PROBLEM DESCRIPTION: Your answer must be every line of the data that contains "vegetation".

══════════

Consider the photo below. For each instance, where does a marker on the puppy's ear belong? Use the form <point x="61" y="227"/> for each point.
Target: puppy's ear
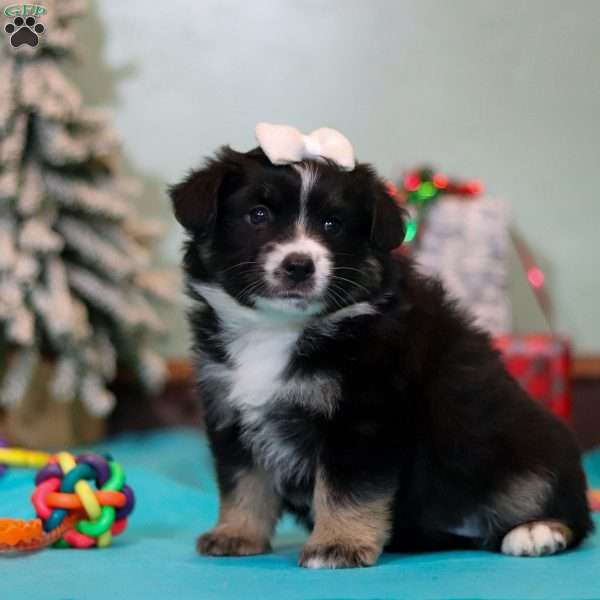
<point x="196" y="199"/>
<point x="388" y="226"/>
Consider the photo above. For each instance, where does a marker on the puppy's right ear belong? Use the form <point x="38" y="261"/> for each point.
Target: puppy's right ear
<point x="196" y="199"/>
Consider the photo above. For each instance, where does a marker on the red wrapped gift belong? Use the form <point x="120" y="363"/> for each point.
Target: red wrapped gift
<point x="542" y="365"/>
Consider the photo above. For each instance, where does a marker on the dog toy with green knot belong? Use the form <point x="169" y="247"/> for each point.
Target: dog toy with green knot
<point x="81" y="501"/>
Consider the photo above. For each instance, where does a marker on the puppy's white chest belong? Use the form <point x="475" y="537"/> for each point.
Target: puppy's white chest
<point x="258" y="357"/>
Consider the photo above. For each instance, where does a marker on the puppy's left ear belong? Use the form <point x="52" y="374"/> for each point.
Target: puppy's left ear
<point x="196" y="199"/>
<point x="388" y="226"/>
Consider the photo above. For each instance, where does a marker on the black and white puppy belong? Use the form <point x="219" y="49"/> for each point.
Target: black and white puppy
<point x="344" y="387"/>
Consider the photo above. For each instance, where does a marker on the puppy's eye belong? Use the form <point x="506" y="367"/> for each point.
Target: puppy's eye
<point x="332" y="225"/>
<point x="259" y="215"/>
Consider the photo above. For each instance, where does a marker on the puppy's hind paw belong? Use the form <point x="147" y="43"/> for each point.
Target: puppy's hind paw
<point x="337" y="556"/>
<point x="219" y="542"/>
<point x="538" y="538"/>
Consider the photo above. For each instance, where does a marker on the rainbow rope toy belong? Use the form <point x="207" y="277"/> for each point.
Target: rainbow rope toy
<point x="71" y="513"/>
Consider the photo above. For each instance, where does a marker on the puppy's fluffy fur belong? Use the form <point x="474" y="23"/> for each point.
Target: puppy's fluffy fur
<point x="344" y="387"/>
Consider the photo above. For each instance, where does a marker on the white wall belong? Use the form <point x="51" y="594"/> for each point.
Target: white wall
<point x="505" y="91"/>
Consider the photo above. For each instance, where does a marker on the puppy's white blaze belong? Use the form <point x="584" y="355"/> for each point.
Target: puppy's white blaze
<point x="308" y="178"/>
<point x="259" y="347"/>
<point x="536" y="539"/>
<point x="302" y="244"/>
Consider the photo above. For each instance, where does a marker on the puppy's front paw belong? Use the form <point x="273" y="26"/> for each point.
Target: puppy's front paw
<point x="222" y="542"/>
<point x="342" y="555"/>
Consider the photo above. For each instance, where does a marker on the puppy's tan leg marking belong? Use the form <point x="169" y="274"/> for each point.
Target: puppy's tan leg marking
<point x="538" y="538"/>
<point x="345" y="534"/>
<point x="247" y="518"/>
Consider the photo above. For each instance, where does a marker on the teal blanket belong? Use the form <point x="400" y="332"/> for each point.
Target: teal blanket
<point x="155" y="558"/>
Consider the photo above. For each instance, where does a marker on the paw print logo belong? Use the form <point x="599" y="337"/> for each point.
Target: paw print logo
<point x="24" y="31"/>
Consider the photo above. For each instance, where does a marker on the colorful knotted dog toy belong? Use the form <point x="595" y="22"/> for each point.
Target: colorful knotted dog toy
<point x="71" y="513"/>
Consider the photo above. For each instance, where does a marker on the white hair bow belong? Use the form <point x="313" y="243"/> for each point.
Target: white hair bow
<point x="284" y="144"/>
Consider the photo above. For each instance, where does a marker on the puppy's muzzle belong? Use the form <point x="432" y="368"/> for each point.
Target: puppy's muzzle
<point x="297" y="268"/>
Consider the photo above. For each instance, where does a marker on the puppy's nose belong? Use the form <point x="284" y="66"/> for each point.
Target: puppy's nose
<point x="298" y="267"/>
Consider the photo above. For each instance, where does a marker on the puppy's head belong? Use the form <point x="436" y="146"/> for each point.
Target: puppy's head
<point x="308" y="237"/>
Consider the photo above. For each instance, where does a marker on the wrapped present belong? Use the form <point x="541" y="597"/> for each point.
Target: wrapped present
<point x="466" y="244"/>
<point x="542" y="365"/>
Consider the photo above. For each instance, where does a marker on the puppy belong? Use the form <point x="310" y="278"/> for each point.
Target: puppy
<point x="347" y="389"/>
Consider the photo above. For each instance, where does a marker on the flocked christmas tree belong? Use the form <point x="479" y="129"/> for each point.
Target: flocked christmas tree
<point x="76" y="288"/>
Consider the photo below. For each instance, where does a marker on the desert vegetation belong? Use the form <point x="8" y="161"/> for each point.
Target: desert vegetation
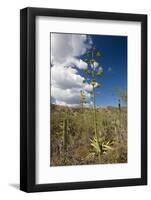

══════════

RESPONSE AREA:
Consider the photo below. For each instance, where does a marker on the desert vegetation belong? Use the form <point x="8" y="161"/> for each point.
Target: desert vegetation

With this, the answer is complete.